__Exercise details__
Set down the full listing exactly, character for character.

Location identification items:
===

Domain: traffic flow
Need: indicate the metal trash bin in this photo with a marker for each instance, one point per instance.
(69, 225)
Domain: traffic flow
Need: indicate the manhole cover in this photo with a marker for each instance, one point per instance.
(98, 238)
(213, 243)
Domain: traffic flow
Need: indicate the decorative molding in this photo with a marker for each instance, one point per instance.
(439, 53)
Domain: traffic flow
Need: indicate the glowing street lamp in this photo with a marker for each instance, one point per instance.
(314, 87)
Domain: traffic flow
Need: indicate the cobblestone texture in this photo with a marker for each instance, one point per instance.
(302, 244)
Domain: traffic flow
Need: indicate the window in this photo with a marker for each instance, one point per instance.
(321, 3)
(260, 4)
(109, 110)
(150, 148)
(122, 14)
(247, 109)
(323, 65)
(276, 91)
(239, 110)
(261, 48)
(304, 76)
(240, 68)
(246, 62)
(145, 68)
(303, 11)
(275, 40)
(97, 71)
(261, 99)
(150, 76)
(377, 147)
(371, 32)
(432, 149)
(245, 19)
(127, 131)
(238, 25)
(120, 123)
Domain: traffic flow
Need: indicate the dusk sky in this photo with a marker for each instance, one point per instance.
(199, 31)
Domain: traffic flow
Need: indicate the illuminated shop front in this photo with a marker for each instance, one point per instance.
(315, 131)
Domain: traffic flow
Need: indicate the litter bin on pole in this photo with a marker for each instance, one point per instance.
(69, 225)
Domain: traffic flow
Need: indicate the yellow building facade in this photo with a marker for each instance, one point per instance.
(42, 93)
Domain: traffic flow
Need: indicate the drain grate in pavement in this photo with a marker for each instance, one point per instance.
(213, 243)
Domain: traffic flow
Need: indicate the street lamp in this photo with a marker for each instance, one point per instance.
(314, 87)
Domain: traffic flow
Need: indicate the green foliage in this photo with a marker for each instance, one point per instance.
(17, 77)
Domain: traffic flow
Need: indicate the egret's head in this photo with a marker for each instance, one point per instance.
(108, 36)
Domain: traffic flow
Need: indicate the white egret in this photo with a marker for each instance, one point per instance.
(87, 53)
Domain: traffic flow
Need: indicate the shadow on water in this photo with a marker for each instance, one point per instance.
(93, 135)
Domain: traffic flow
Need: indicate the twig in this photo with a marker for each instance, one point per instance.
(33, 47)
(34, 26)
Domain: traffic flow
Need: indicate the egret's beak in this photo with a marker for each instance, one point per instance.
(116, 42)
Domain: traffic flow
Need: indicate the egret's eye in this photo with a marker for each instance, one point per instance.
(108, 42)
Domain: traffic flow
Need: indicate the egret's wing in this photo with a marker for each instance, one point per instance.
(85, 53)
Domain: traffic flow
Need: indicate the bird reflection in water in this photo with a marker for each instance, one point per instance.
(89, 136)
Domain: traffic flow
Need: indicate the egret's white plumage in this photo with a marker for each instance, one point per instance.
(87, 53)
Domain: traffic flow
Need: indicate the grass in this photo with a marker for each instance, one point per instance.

===

__Exercise solution__
Domain: traffic flow
Need: indicate the metal trash bin in this photo with a marker for each instance, one point per instance.
(69, 225)
Domain: traffic flow
Need: indicate the manhole cover in this photo with a marker for each instance, one point per instance.
(98, 238)
(213, 243)
Domain: traffic flow
Need: indicate the decorative molding in this photo with a marker for each instance, one point per instance.
(439, 53)
Domain: traffic flow
Need: indicate the glowing street lamp in this photo with a marker for each instance, one point per instance.
(314, 87)
Domain: traffic flow
Need: indicate the cobblestone texture in this photo with a marker for each instance, one point per instance.
(302, 244)
Domain: traffic flow
Need: indicate the window in this photo with a marker for each instance, one point per instance.
(321, 3)
(260, 4)
(109, 110)
(150, 148)
(122, 14)
(247, 109)
(323, 65)
(276, 91)
(239, 110)
(261, 48)
(304, 76)
(240, 68)
(246, 62)
(145, 68)
(303, 11)
(275, 40)
(97, 71)
(261, 99)
(150, 76)
(377, 147)
(371, 32)
(432, 149)
(245, 19)
(127, 131)
(238, 25)
(120, 123)
Domain: traffic flow
Need: indicate the dusk sky in this photo with a marker for each instance, one point per instance.
(199, 31)
Domain: traffic flow
Need: indicate the illuminated shop front in this photo with a marker for each instance, one point per instance.
(315, 131)
Domain: traffic flow
Need: indicate the litter bin on pole in this photo with a marker for each instance, one point per instance.
(69, 225)
Domain: traffic flow
Need: indicate the yellow building facade in this photo with a marker for each instance, one point per instance.
(42, 93)
Domain: traffic flow
Need: indicate the drain grate in pavement in this photo with a marker for each instance, one point per instance.
(213, 243)
Domain: traffic flow
Need: indicate the street lamp in this photo with a marker for each instance, one point per instance.
(314, 87)
Domain: traffic flow
Need: indicate the green foliage in this photo with a marker for each instance, one point per instance.
(17, 77)
Domain: traffic flow
Need: indicate the egret's head in this photo with a marker for each instance, one point per instance.
(108, 36)
Domain: traffic flow
Need: indicate the white egret in this photo with a marker for each instance, one point per instance.
(87, 53)
Domain: traffic flow
Need: indicate the shadow on water in this photo with a marker for each instance, one point per instance.
(93, 135)
Domain: traffic flow
Need: indicate the twig in this photo with a marker for each instance, one point per instance.
(33, 47)
(34, 26)
Domain: traffic flow
Need: indicate the egret's beak in this photo with a marker for each instance, one point per instance.
(116, 42)
Domain: traffic flow
Need: indicate the egret's eye in this photo with a marker for each instance, one point per instance.
(108, 42)
Domain: traffic flow
Need: indicate the egret's wing in this photo with a marker for each instance, one point per instance.
(85, 53)
Domain: traffic flow
Need: indicate the bird reflection in water in this photo with a marker for each instance, one point per instance.
(89, 136)
Domain: traffic flow
Need: indicate the egret's white plumage in this photo with a marker for each instance, one point per instance.
(87, 53)
Domain: traffic flow
Need: indicate the grass in this photo with a marker for each instance, one point per instance.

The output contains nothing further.